What is asked
Pick out each of the rows below that contains the string "blue", and copy it. Treat uppercase and lowercase as different.

-------- Records to use

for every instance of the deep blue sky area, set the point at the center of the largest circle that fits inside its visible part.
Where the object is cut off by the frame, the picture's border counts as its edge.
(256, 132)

----------------
-------- Records to use

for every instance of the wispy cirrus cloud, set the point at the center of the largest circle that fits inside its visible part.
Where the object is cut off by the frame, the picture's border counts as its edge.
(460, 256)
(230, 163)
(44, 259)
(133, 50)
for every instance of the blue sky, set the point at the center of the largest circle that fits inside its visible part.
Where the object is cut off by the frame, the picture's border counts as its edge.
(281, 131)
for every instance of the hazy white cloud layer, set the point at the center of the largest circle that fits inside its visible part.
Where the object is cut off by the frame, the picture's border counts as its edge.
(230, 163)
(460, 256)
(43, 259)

----------------

Response to this exercise
for every instance of the deep blue sky area, set the point at the center of the largest circle that fits inside its visible part.
for every instance of the blue sky, set the point at the center of the largest circle that fits inside its visible part.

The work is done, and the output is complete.